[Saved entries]

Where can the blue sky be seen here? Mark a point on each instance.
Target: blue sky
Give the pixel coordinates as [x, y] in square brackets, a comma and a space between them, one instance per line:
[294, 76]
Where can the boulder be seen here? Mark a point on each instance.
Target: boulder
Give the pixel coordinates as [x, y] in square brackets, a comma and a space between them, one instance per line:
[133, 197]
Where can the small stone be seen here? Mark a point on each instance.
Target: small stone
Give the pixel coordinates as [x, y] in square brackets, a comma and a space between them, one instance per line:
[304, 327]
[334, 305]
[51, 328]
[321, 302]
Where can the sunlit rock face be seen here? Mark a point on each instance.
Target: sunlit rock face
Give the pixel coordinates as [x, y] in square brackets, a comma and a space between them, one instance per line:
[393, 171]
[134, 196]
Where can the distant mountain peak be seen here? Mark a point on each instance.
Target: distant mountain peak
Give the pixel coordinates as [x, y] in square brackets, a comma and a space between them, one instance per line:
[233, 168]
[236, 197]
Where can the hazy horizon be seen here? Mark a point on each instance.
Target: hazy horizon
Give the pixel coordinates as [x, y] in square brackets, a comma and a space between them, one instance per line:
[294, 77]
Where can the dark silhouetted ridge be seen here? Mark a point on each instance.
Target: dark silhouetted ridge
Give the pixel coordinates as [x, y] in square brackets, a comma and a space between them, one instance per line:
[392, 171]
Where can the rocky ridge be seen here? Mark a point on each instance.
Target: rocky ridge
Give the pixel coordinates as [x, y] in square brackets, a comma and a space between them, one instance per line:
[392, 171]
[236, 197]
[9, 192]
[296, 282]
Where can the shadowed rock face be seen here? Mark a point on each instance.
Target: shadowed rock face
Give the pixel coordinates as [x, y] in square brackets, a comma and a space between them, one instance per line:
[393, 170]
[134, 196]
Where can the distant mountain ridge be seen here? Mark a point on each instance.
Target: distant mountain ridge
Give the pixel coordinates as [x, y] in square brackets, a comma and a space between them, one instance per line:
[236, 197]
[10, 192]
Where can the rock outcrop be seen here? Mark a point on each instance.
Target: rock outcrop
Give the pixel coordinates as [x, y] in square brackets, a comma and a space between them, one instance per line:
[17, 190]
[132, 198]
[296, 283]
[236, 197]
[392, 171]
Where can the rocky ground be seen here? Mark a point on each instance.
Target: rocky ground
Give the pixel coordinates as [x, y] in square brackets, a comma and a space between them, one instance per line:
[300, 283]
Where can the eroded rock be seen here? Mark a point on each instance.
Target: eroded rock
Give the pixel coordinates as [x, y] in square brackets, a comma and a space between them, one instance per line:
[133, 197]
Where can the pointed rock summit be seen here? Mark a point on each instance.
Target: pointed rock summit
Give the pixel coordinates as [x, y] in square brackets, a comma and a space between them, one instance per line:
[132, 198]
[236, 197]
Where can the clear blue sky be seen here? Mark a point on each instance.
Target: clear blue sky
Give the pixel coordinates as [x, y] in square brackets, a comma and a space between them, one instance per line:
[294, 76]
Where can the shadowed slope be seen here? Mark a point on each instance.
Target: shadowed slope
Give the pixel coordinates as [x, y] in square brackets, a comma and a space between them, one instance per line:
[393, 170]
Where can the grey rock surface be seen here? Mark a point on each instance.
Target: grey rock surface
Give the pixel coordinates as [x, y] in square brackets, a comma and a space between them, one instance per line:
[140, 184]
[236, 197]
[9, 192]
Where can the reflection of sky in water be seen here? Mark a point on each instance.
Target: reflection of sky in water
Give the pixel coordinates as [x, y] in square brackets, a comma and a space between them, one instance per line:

- About this exercise
In the reply, include exactly the lines from the beginning of the entries above through the line holding "Target: small stone", and nothing besides.

- Your response
Where can the blue sky be seen here? Mark a point on each instance.
Target: blue sky
Give the pixel coordinates as [x, y] in square brackets, a comma and a space between them, one instance per line:
[294, 76]
Where can the boulder be seen here? Mark a point on each instance.
Target: boulder
Give the pixel coordinates as [x, y] in square brackets, a comma and a space between them, one instance per line:
[133, 197]
Where can the small stone be seen here? Mark a point on each instance.
Target: small stone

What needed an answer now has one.